━━━━━ Excerpt ━━━━━

Eventual consistency, its manifestation in Amazon Cloud and how to design your applications around it
June 23, 2009 2 Comments
A cloud is such a large-scale system that its implementation requires tradeoffs in its design goals. The Amazon cloud has adopted a weaker consistency model called eventual consistency. It has implications on how we can architect and design applications to overcome its limitations. This post talks about the problems this weaker consistency model exposes and how we designed our applications around it.
Eric Brewer, professor at UC Berkeley and founder of Inktomi, conjectured that a large system such as a cloud can only achieve two out of three properties: data consistency, system availability and tolerance to network partition. Being a public infrastructure, a cloud cannot sacrifice on system availability. Due to its scale and performance requirements, a cloud has to rely on a distributed implementation. Thus, it cannot sacrifice on its tolerance on network partitioning either. Therefore, a cloud has to trade off against data consistency and that is exactly what Amazon Cloud has done.
Eventual consistency states that when you write to and then read from a cloud immediately, the return result may not be exactly what you are expecting. However, the system guarantees that, “eventually” it will return what you expect it to return, but the time it takes is undeterministic.
In the Amazon implementation, the effects of eventual consistency is only noticeable on two fronts, both are in the SQS (Simple Queue Service) implementation.
- When two clients are asking SQS to create the same queue at the same time, both could be notified that the queue has been created successfully. Normally if you create the same queue twice at different times, the second attempt will get an error message stating that the queue exists already. This could be a problem if your application relies on the fact that a queue can only be created once. In one of the applications we developed, we have to completely re-architect in order to get around the problem. Since the solution is application specific, I would not elaborate on how we solved the problem.
- When a client reads from a SQS queue, especially when the queue is getting close to being empty, the queue may respond to say that it is empty even though there are still messages in it. This could be a problem for your application if your application thinks the queue is empty when it is not. Amazon documentation says, in most cases, you only need to wait for “a few seconds”, but it is unclear how many are “a few” since it depends on many factors, such as SQS load, data distribution and degree of replication etc.
We have devised a solution for the second problem. The solution is more widely applicable; hence, we describe it here in the hope that it is helpful to someone.
The idea is simple. A message producer could count how many messages it has generated for a particular queue so that the consumer for that queue would know how many messages to expect. In the solution we used for an application, we used Amazon SimpleDB to host this count data. Since we have many producers for each queue, we require each producer to write a separate row in SimpleDB, and all counts for a queue fall under the same column. A sample SimpleDB table is shown below:
queue1 queue2 queue3 ….
producer1 c_11 c_12 c_13
producer2 c_21 c_22 c_23
When the consumers start to process (may need a separate status to know all producers have stopped already), they can run a query against SimpleDB, such as
select queue1 from domain_name
The query will return a list of items. The consumers just need to iterate through the list and sum up all numbers under the same column (e.g., queue1). The sum is what the consumers should check. If the number of messages dequeued is less than the sum, the consumers should continue polling SQS. This solution avoids setting an arbitrary wait time, which either results in idle processing, or results in missed messages.
Hope this solution is helpful. Let me know if there are other symptoms of eventual consistency that I have missed.

━━━━━ Data records ━━━━━

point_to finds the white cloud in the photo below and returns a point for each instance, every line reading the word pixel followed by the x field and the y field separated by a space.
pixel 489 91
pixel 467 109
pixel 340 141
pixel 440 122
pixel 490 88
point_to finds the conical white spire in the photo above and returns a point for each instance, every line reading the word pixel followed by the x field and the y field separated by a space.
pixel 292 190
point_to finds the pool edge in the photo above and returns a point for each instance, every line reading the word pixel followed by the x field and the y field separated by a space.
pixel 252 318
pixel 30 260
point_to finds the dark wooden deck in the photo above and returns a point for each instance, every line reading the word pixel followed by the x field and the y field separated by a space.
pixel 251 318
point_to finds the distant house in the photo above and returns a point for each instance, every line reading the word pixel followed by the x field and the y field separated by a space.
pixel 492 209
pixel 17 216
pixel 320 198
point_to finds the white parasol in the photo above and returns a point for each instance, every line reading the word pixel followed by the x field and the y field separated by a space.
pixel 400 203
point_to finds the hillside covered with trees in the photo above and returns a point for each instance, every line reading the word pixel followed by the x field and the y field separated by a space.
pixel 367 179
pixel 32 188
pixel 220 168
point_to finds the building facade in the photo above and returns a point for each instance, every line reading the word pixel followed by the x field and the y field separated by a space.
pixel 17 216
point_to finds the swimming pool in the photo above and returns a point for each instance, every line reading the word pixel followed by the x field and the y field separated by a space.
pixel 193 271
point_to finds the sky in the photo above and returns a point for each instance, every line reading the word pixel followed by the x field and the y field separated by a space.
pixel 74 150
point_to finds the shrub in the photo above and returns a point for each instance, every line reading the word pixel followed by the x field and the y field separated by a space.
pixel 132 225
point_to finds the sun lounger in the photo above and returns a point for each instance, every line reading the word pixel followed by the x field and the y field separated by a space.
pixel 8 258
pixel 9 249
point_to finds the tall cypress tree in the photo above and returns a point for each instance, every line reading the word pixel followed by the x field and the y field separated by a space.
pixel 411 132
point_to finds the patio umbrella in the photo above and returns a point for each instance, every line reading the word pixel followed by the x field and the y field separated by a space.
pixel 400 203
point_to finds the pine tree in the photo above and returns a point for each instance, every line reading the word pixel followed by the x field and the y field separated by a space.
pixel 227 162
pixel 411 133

━━━━━

Task goal: Could you reproduce, word for word, the passage from the eventual consistency post above that begins at the words "In the Amazon" and stops after "Queue Service) implementation."?

Answer box:
In the Amazon implementation, the effects of eventual consistency is only noticeable on two fronts, both are in the SQS (Simple Queue Service) implementation.